#### Supplied records:
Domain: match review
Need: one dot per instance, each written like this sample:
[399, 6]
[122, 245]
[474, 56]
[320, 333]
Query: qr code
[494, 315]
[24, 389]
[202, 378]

#### Directive:
Reproduce every line of the listing above, requests included, and shift each point coordinate in the answers by adding 3 to it.

#### Answer to this problem:
Domain: match review
Need: one dot per instance, each written like this sample:
[399, 6]
[122, 245]
[474, 56]
[320, 333]
Query: qr code
[497, 318]
[27, 392]
[205, 381]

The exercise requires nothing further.